— Begin Source records —

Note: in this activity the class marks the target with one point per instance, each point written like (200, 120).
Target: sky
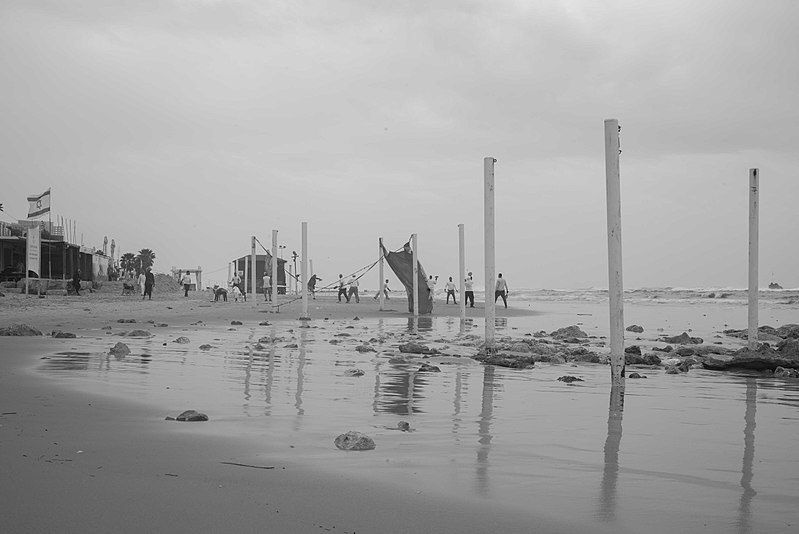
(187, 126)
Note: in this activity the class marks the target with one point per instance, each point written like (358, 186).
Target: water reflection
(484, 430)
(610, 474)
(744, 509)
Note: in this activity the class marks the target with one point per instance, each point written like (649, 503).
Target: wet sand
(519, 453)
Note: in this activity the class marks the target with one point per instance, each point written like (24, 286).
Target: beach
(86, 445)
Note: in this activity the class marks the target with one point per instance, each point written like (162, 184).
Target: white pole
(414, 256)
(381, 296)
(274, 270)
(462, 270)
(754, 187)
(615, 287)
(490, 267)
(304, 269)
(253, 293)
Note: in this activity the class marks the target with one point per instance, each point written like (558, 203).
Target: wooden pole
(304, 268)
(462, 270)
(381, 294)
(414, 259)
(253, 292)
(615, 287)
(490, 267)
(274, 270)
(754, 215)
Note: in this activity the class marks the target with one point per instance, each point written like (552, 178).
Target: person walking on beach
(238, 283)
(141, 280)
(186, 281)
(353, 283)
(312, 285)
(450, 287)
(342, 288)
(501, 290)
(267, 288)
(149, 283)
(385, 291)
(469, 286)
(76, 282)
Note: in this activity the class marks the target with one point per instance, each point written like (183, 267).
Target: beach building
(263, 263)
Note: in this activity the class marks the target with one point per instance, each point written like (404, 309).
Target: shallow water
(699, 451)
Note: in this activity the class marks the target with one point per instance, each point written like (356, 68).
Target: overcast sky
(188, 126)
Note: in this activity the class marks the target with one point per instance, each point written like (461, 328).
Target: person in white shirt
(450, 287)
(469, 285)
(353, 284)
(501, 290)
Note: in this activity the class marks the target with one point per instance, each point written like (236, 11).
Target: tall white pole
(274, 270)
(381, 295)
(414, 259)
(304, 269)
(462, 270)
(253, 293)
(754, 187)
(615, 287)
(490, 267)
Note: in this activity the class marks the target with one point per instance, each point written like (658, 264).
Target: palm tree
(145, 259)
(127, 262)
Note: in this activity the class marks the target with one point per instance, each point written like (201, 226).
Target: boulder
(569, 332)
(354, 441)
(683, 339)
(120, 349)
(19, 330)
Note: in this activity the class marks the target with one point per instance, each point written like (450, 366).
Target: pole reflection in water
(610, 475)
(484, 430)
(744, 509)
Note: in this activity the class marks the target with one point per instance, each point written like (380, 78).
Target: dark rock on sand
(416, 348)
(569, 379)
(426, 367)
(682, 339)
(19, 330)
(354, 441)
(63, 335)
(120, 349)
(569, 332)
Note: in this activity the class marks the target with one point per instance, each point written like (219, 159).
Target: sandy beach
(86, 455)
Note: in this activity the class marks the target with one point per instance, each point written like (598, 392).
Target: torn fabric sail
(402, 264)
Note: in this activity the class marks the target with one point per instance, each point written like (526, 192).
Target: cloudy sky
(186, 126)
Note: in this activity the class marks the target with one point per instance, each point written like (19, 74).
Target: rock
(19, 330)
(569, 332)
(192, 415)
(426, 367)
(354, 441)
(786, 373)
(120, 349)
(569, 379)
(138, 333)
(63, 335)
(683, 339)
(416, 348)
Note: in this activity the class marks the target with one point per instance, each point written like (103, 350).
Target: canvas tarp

— End Source records —

◆ **Goal of the exercise**
Copy out all of the items above, swapping "activity" for "exercise" and keeping everything else the same. Leave the pictures out of your answer.

◆ **Complete output**
Note: in this exercise the class marks the target with one point per instance, each point written like (200, 120).
Target: sky
(187, 126)
Note: in this exercise the class marks the target with one point per instance, each point written like (358, 186).
Target: water reflection
(484, 430)
(610, 474)
(744, 509)
Note: in this exercise the class marks the target with one point per instance, each point written like (649, 503).
Target: wet sand
(519, 453)
Note: in this exercise the class marks the target with one point per instance, each point written like (24, 286).
Target: beach
(86, 445)
Note: in this exercise the class marks the target with one point per instance, each point written like (162, 184).
Target: white pole
(414, 256)
(381, 296)
(274, 270)
(462, 270)
(754, 187)
(615, 287)
(490, 267)
(304, 269)
(253, 293)
Note: in this exercise the class marks the target with one point per instance, each point written like (558, 203).
Target: wooden pole
(304, 268)
(462, 270)
(381, 294)
(414, 259)
(253, 292)
(615, 287)
(490, 267)
(274, 270)
(754, 215)
Note: in this exercise the class marks the target with one point per instance, each point written like (552, 178).
Target: person walking on beach
(238, 283)
(141, 280)
(186, 281)
(353, 283)
(312, 285)
(450, 287)
(342, 288)
(501, 290)
(267, 288)
(149, 283)
(385, 291)
(469, 286)
(76, 282)
Note: in this exercise the class marks the target with one point per instance, each point written like (183, 267).
Target: beach building
(263, 263)
Note: in this exercise the class marks the target with one point per instance, each point written like (404, 309).
Target: shallow water
(699, 451)
Note: in this exercise the class marks the target with one point per instance, each point written like (356, 68).
Target: overcast sky
(188, 126)
Note: in this exercise the class marks the target with one point per instance, each point written like (461, 328).
Target: person in white shirt
(450, 287)
(469, 285)
(353, 284)
(501, 290)
Note: in this exercise the class marks the target with one point per instance, each point written like (236, 11).
Target: tall white pole
(274, 270)
(381, 295)
(414, 259)
(304, 269)
(462, 270)
(253, 293)
(754, 187)
(615, 287)
(490, 267)
Note: in this exercise the class marks the target with one point per instance, each point written like (658, 264).
Target: palm tree
(145, 259)
(127, 262)
Note: in this exercise the class marks the target with one point per instance, each point written like (201, 226).
Target: boulder
(569, 332)
(354, 441)
(683, 339)
(120, 349)
(19, 330)
Note: in this exercise the class marks the target with one point per instance, each point written like (450, 366).
Target: pole reflection in water
(610, 475)
(484, 430)
(744, 509)
Note: in this exercise the class marks the target with one point per instance, each point written like (380, 78).
Target: dark rock on sand
(416, 348)
(569, 379)
(426, 367)
(682, 339)
(19, 330)
(354, 441)
(63, 335)
(120, 349)
(569, 332)
Note: in this exercise the class marks the target with one point per instance, each point written like (219, 159).
Target: sandy beach
(86, 455)
Note: in this exercise the class marks the target with one point per instance, each point written like (598, 392).
Target: torn fabric sail
(402, 264)
Note: in this exercise the class marks the target with one point per instance, each point written like (526, 192).
Target: cloudy sky
(186, 126)
Note: in this exercise the class marks the target with one point per instance, each point written like (19, 74).
Target: rock
(19, 330)
(569, 332)
(192, 415)
(426, 367)
(354, 441)
(786, 373)
(120, 349)
(569, 379)
(138, 333)
(63, 335)
(683, 339)
(416, 348)
Note: in this exercise the class marks the target with one point per instance, each point written like (103, 350).
Target: canvas tarp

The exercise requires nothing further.